## WHAT TO WORK ON
- 1) Answer these questions using the passage on historical views of the uprising.
(a) How did Leonardo Bruni regard the uprising?
(b) In which century did Niccolò Machiavelli hold a view somewhat different from Bruni's?
(c) Whose speech does the passage say Machiavelli included?
- 2) Proceed with the passage on historical views of the uprising, picking up after its final sentence.

In the 15th century, it would not be surprising for Florentine scholars, who were part of the elite, to view the uprising negatively. Leonardo Bruni regarded the uprising as a mob out of control, whose members viciously looted and murdered the innocent. He viewed this event as a historical cautionary tale, which presented the horrendous consequence when rabbles managed to seize control from the ruling class.

In the 16th century, Niccolò Machiavelli harbored a somewhat different view than Bruni. Although he echoed Bruni's perspective, also referring to them as the mob, the rabbles, preoccupied by fear and hatred, he was more favorable than Bruni in viewing the event as a whole. According to Machiavelli, the revolt was a social phenomenon between one group of people, who were determined to obtain freedom, while the other determined to abolish it. Machiavelli also included a dramatic yet exaggerated speech from one of the leaders of the plebian party (possibly Michele di Lando) that echoed sentiments from his later political works.

Records from a dataset
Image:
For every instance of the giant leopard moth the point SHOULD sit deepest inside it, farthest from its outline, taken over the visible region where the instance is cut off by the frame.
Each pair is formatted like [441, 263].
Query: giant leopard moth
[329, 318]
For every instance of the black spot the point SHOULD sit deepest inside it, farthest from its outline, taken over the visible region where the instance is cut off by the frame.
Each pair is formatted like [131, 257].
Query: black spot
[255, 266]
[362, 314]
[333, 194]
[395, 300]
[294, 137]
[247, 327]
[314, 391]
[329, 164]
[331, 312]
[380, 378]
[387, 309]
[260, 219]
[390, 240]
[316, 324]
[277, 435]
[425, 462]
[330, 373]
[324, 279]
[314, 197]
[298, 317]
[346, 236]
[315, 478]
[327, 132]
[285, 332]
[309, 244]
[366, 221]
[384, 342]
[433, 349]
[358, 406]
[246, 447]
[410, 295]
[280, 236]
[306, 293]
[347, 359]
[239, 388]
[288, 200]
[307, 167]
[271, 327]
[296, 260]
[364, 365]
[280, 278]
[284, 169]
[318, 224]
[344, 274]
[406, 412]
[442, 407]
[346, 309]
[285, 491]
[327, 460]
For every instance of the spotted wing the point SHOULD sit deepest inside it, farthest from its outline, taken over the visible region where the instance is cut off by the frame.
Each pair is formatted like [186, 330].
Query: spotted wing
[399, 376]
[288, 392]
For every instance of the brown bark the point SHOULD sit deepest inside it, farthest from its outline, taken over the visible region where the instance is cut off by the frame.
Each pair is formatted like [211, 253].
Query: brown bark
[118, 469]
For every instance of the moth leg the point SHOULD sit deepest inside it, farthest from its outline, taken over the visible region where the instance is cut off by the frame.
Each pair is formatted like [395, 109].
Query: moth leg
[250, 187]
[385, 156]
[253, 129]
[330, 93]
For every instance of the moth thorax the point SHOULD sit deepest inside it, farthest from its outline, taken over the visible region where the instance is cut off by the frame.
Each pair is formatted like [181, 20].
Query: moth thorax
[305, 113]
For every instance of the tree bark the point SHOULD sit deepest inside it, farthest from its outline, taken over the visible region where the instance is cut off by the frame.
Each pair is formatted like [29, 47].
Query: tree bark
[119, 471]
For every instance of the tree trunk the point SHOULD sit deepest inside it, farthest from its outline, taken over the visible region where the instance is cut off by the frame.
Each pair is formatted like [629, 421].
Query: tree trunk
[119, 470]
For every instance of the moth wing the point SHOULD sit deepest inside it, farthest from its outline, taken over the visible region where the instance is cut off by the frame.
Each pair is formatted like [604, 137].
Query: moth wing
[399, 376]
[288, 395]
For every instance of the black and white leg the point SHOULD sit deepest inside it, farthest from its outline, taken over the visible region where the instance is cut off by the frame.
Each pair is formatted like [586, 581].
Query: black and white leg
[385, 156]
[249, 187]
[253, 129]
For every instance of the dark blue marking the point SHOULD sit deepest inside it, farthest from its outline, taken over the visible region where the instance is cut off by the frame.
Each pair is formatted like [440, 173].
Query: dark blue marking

## PER-TASK OUTPUTS
- 1)
(a) Bruni regarded it as a mob out of control, whose members viciously looted and murdered the innocent.
(b) The 16th century.
(c) A speech from one of the leaders of the plebian party, possibly Michele di Lando.

- 2)
In the 19th century, however, historians began to show sympathy to the Ciompi. Romantic historians had a tendency to interpret history as an epic tale between the evil and good, and this applied to the Ciompi Rebellion. Romantic historians regarded Michele di Lando, the leader of the rebellion, as a hero to the people who fought against their ruthless oppressors. In the late nineteenth century, a sculpture of the popular leader Michele di Lando was placed in a niche on the façade of the Loggia del Mercato Nuovo. Marxist historians also sympathized with the Ciompi artisans, viewing them as the early proletariat, who tried to overthrow the oppressive bourgeoisies.

Recent histories treat the conflict as a lens reflecting the issues of Florentine society in the late 14th century, and also as a catalyst for Florence's period politics. Moreover, to them, the rebellion is a lens that reflects history as an ever changing entity, as historians living in different times have different "presents", and one's present dictates how one views the past.